◆ **Source document**:
NEON Matrix Operations

Eigen::MatrixXf A = Eigen::MatrixXf::Random(256, 256);
Eigen::MatrixXf B = Eigen::MatrixXf::Random(256, 256);

// Basic GEMM (4x4 tiled)
Eigen::MatrixXf C = optmath::neon::neon_gemm(A, B);

// Optimized blocked GEMM (8x8 microkernel, cache blocking)
Eigen::MatrixXf D = optmath::neon::neon_gemm_blocked(A, B);

// Other operations
Eigen::MatrixXf At = optmath::neon::neon_mat_transpose(A);
Eigen::MatrixXf As = optmath::neon::neon_mat_scale(A, 2.5f);

NEON Vectorized Transcendentals

std::vector<float> input(N), output(N);

// Fast exp approximation (~12% relative error at extremes, better near zero)
optmath::neon::neon_fast_exp_f32(output.data(), input.data(), N);

// Fast sin/cos approximation (~1e-5 accuracy)
optmath::neon::neon_fast_sin_f32(output.data(), input.data(), N);
optmath::neon::neon_fast_cos_f32(output.data(), input.data(), N);

// Fast activation functions (~3% sigmoid, ~6% tanh)
optmath::neon::neon_fast_sigmoid_f32(output.data(), input.data(), N);
optmath::neon::neon_fast_tanh_f32(output.data(), input.data(), N);

NEON Complex Operations

Eigen::VectorXcf a = Eigen::VectorXcf::Random(1024);
Eigen::VectorXcf b = Eigen::VectorXcf::Random(1024);

// Element-wise complex operations
Eigen::VectorXcf c = optmath::neon::neon_complex_mul(a, b);
Eigen::VectorXcf d = optmath::neon::neon_complex_conj_mul(a, b);  // a * conj(b)

// Complex dot product: sum(a * conj(b))
std::complex<float> dot = optmath::neon::neon_complex_dot(a, b);

// Magnitude and phase
Eigen::VectorXf mag = optmath::neon::neon_complex_magnitude(a);
Eigen::VectorXf phase = optmath::neon::neon_complex_phase(a);

NEON DSP: Polyphase Resampler

#include <optmath/neon_kernels.hpp>
using namespace optmath::neon;

// Rational rate conversion by L/M (e.g., 48kHz -> 44.1kHz ≈ 147/160)
std::size_t L = 147, M = 160;

// Design a lowpass prototype filter (cutoff at min(pi/L, pi/M))
std::vector<float> filter = /* your FIR lowpass filter */;

// One-shot resampling
std::vector<float> input(10000), output(input.size() * L / M + 100);
std::size_t out_len = 0;
neon_resample_oneshot_f32(output.data(), &out_len,
                           input.data(), input.size(),
                           filter.data(), filter.size(), L, M);

// Streaming resampling (maintains state between calls)

(Excerpts of location labeling data)
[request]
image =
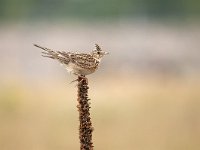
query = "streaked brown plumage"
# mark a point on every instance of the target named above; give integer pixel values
(77, 63)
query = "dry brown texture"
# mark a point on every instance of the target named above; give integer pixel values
(85, 128)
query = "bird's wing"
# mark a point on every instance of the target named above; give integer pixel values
(84, 60)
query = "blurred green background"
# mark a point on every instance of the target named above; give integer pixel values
(145, 95)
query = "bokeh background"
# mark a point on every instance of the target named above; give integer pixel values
(145, 95)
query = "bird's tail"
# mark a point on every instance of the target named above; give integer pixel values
(48, 52)
(62, 57)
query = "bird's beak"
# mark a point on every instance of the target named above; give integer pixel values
(106, 53)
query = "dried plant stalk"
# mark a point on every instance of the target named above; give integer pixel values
(85, 128)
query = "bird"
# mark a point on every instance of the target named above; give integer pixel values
(80, 64)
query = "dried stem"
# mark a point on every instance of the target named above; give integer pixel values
(85, 128)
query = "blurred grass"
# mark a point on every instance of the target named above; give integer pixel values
(143, 113)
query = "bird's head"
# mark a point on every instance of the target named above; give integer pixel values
(98, 53)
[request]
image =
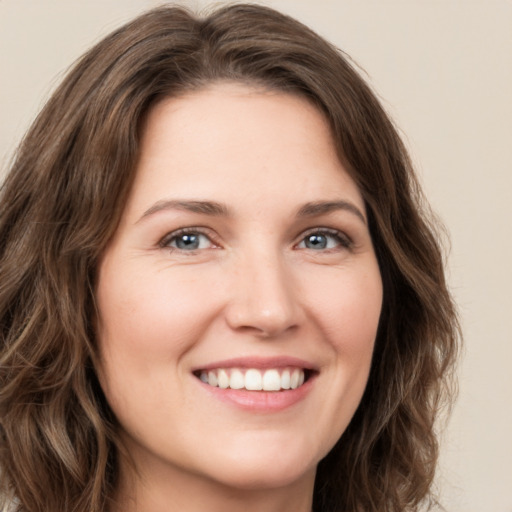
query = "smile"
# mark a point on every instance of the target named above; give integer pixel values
(253, 379)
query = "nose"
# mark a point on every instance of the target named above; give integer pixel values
(263, 298)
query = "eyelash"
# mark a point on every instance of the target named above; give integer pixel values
(342, 240)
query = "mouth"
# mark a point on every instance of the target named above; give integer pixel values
(255, 379)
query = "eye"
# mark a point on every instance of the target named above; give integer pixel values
(322, 239)
(187, 240)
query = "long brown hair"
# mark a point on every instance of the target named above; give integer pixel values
(61, 203)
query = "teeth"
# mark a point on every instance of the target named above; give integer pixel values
(253, 379)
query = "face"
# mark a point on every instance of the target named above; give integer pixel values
(240, 296)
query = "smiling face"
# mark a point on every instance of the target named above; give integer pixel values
(243, 261)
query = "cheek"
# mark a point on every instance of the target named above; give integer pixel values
(349, 309)
(145, 313)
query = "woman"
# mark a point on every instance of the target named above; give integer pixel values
(220, 286)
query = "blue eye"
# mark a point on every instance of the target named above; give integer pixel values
(188, 241)
(321, 240)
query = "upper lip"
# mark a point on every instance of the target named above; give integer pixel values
(259, 362)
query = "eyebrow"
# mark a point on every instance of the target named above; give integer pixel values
(215, 209)
(323, 207)
(203, 207)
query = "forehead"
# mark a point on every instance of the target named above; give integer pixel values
(231, 139)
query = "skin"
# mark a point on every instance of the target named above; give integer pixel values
(254, 287)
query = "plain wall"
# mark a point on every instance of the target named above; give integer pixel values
(444, 71)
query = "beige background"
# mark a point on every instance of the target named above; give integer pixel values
(444, 69)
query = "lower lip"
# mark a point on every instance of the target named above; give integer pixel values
(260, 401)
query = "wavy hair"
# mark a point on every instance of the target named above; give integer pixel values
(61, 203)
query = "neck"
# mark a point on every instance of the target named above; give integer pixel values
(169, 490)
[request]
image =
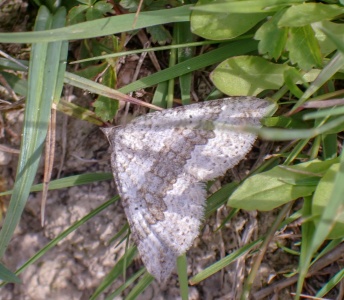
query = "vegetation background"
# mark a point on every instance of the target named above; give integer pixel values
(273, 226)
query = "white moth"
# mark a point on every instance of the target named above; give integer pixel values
(160, 162)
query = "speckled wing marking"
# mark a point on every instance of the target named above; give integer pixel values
(159, 162)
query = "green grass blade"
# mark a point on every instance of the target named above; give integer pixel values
(65, 233)
(193, 64)
(69, 182)
(101, 27)
(37, 112)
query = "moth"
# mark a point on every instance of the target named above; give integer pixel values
(161, 161)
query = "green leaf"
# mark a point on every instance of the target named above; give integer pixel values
(46, 65)
(221, 26)
(159, 34)
(76, 14)
(325, 42)
(106, 108)
(322, 198)
(247, 76)
(268, 190)
(243, 6)
(103, 7)
(307, 13)
(303, 48)
(272, 38)
(100, 27)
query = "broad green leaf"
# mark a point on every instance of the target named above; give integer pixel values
(307, 13)
(303, 48)
(272, 38)
(247, 76)
(325, 43)
(224, 25)
(321, 199)
(268, 190)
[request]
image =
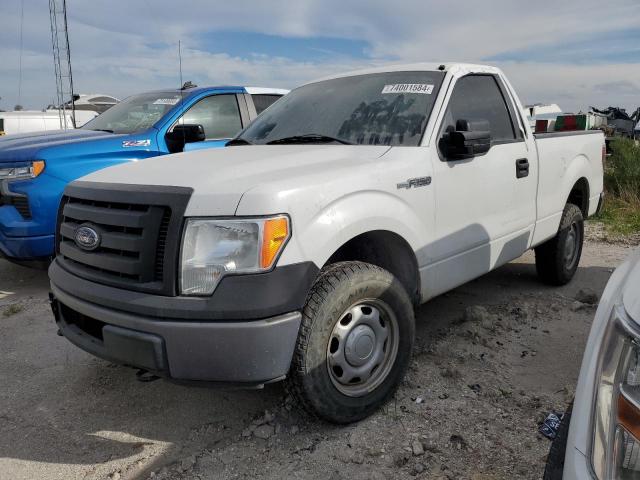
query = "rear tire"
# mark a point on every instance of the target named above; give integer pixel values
(555, 460)
(557, 259)
(354, 343)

◆ **Request**: In the NEON code excerpt, what size microkernel does the blocked GEMM use?

◆ **Written answer**: An 8x8 microkernel.